What is needed. Present the data as a numbered list, omitting blank lines, from its first line through the line containing "left=10, top=87, right=91, bottom=170", both included, and stop there.
== Data shown
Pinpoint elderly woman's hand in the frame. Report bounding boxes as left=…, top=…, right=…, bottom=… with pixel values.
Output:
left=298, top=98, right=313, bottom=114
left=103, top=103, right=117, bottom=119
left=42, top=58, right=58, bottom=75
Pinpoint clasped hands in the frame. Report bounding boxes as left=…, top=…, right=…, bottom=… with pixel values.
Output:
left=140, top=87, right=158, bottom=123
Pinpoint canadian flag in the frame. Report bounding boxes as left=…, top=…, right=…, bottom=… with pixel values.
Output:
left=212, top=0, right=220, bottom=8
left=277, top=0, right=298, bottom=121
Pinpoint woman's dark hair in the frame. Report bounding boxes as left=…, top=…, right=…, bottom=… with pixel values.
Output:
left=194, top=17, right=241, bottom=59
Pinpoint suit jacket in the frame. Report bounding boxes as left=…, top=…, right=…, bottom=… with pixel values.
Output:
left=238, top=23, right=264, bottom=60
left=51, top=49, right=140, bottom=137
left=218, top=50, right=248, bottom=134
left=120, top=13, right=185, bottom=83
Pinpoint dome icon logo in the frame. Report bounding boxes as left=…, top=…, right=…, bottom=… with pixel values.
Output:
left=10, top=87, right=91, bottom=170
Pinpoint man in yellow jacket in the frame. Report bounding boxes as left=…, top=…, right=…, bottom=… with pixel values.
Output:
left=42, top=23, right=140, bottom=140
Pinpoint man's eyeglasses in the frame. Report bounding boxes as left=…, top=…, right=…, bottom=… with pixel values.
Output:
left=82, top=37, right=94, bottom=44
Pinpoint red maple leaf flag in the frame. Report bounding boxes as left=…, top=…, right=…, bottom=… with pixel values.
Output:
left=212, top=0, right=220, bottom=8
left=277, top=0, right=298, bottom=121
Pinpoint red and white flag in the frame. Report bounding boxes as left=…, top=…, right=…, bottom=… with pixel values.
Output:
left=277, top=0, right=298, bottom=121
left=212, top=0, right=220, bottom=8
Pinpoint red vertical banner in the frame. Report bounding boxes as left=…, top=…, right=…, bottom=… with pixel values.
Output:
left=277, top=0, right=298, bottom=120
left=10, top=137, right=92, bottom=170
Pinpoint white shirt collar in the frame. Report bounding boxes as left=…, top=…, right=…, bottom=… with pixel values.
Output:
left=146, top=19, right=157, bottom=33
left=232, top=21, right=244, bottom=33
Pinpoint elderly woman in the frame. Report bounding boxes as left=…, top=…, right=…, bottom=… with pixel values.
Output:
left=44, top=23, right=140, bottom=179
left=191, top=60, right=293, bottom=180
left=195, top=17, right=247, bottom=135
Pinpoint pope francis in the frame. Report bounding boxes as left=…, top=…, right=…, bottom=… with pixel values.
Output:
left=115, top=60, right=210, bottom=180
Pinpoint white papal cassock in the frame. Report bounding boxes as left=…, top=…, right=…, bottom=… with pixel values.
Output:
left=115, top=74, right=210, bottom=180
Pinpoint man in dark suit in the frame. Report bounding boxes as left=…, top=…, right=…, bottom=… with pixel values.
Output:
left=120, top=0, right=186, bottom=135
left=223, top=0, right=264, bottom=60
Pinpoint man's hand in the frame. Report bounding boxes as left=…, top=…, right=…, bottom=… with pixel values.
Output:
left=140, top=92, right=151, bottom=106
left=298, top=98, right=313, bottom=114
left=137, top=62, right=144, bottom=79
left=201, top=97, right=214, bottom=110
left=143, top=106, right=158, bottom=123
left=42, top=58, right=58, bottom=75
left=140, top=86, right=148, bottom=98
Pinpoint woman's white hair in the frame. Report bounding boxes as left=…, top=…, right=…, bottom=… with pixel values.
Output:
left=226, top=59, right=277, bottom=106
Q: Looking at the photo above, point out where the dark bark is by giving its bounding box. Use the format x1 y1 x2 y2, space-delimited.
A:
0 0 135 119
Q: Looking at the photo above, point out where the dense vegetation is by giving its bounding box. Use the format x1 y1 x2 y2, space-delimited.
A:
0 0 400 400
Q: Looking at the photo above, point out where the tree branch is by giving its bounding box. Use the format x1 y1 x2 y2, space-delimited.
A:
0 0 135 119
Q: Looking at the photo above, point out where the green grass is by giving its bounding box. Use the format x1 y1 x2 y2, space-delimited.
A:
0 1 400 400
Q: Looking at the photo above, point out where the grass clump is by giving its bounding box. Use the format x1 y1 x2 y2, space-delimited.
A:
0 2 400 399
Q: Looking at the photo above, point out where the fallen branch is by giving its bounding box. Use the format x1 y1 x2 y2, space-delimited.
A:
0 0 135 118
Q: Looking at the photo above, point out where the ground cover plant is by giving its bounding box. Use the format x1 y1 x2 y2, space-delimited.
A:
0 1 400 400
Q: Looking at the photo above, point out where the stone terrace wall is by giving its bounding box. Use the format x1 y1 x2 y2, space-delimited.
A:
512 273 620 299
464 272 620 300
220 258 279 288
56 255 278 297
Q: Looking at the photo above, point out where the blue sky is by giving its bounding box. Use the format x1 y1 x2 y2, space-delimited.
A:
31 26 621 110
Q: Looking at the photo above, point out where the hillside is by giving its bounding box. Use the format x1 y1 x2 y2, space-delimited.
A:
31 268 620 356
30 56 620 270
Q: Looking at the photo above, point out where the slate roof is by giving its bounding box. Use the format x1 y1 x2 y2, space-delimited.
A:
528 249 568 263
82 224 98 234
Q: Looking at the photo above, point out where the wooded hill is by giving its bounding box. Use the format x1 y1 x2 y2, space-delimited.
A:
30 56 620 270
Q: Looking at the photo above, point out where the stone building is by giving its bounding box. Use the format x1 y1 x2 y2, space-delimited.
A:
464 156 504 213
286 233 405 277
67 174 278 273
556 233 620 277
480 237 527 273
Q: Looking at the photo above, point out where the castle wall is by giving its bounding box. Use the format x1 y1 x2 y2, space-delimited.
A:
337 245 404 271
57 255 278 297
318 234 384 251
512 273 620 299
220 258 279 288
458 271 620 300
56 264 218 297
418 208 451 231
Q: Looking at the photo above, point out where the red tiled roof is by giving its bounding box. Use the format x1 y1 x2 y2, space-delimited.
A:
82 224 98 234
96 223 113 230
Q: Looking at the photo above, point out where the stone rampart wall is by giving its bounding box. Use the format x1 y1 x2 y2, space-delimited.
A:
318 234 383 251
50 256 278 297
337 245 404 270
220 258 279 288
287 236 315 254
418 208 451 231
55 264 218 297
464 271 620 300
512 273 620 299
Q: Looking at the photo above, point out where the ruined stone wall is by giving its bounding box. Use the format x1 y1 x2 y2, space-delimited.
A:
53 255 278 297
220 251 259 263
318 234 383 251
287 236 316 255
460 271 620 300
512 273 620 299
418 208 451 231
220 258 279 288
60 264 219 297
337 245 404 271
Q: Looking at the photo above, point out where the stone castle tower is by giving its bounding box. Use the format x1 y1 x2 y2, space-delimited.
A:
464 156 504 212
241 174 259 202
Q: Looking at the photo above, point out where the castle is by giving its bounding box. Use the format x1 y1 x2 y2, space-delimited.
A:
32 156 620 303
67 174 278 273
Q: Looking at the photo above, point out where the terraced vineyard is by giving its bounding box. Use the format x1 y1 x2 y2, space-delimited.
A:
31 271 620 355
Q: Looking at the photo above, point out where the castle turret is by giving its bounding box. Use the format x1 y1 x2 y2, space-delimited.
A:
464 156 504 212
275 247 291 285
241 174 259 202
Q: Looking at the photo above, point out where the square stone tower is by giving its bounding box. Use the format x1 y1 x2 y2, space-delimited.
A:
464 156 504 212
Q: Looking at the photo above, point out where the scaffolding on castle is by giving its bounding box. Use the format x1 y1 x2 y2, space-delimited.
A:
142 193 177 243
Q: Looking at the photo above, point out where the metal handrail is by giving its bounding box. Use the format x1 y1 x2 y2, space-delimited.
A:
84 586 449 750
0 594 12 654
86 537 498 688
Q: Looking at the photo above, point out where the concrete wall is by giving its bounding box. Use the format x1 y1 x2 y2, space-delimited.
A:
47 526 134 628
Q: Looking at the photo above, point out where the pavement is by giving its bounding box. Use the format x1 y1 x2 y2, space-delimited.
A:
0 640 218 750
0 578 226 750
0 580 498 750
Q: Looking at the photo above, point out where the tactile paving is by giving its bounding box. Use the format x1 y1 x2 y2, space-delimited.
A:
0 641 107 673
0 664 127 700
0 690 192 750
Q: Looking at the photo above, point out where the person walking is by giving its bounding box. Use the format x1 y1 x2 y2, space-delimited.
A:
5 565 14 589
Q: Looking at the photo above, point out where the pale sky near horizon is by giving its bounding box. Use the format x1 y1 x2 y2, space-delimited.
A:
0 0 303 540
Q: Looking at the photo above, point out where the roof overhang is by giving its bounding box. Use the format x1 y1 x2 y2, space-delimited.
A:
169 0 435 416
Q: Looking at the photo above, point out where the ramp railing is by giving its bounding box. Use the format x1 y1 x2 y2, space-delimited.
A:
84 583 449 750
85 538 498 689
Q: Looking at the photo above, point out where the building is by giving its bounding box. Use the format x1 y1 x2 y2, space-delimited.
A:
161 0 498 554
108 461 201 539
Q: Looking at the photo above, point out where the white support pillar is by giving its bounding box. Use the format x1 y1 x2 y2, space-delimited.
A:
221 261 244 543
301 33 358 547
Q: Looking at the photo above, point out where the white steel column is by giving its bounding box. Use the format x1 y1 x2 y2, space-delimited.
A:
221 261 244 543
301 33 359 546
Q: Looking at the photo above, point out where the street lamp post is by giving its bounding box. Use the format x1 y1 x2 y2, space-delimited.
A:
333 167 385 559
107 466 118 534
====
Complete output.
1. Pinpoint elderly woman's hand in the frame. Report bounding boxes as left=…, top=…, right=…, bottom=… with pixel values.
2. Output:
3. left=298, top=98, right=313, bottom=114
4. left=103, top=103, right=117, bottom=119
5. left=42, top=58, right=58, bottom=75
6. Pinpoint clasped hands in the frame. Report bounding boxes as left=…, top=…, right=…, bottom=… with pixel values.
7. Output:
8. left=140, top=87, right=158, bottom=123
9. Pinpoint canadian flag in the frame. Report bounding boxes as left=…, top=…, right=…, bottom=… with pixel values.
10. Output:
11. left=212, top=0, right=220, bottom=8
12. left=277, top=0, right=298, bottom=121
13. Pinpoint woman's dark hair in the frame. Report bounding boxes as left=…, top=…, right=…, bottom=… with pixel values.
14. Output:
15. left=194, top=17, right=241, bottom=59
16. Pinpoint suit jacket in the frame. Report bounding boxes as left=…, top=…, right=…, bottom=… with pixel values.
17. Output:
18. left=238, top=23, right=264, bottom=60
19. left=51, top=49, right=140, bottom=137
20. left=218, top=50, right=248, bottom=134
21. left=120, top=13, right=185, bottom=83
22. Pinpoint dome icon logo in the frame. Report bounding boxes as left=…, top=…, right=…, bottom=… with pixel values.
23. Output:
24. left=10, top=87, right=91, bottom=170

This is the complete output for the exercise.